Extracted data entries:
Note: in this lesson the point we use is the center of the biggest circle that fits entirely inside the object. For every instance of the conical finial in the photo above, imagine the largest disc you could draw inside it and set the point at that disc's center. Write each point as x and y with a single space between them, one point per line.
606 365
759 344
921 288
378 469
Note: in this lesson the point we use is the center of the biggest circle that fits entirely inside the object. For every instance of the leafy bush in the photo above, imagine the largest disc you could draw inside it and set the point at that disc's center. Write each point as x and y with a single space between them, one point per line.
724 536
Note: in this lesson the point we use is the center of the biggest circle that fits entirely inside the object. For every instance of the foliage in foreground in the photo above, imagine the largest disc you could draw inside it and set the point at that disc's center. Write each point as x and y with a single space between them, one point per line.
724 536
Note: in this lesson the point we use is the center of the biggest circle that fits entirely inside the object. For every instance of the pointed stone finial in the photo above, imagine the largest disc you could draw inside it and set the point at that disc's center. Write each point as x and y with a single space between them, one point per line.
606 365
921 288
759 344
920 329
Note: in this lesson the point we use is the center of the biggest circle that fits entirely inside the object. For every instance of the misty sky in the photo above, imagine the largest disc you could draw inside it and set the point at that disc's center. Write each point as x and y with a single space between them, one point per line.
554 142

## Task
Reproduce every line of the material above, leaving the request lines unchanged. Scale each coordinate in the answers by 1.05 and round to the nearest whole number, with halves rounded up.

## Output for this task
Note: in this lesson the point we use is the center of the biggest circle that fits entirely inside the object. For every instance of the conical finial in the photo above, imagine the largest disc you could draw inside it and set the point at that disc's center. Write each point as x and y with a single space between them, one point per line.
636 383
797 361
967 302
397 492
Note: in this lesson the point we use is the center of the biggest circle that fits entirely inside the object. For every instance of the leafy bush in the photo above, imagine the largest disc you could draw inside it and set the point at that disc's center. Write each point as x and y with a single space between them, one point per line.
760 563
Note: in this lesson the point we use is the center of the biggest circle that fits entirely inside the object. For every instance of the foliage in foreground in the photo above, imagine the largest disc you could draw inside it and set the point at that disc's center. Write each point as x and y with a single space between them, one point per line.
760 563
Note: in this lesson the point we use is the center of the biggest circle that fits entirely inside the object. For every instance of the pointed stone finial in the photo above, imagine the largest disc you could draw inside it and set the point at that disc's center. Write each point as x and y with a single space between them, one point per line.
636 383
967 302
797 361
966 345
Note: in this lesson the point we use is the center of the biggest circle that fits entirely inside the object. For every instance of the misty sky in the photo above, imagine the largest disc you could draw inside it and set the point at that disc's center. Write each point as x and y with a single space between them, one point per line.
582 149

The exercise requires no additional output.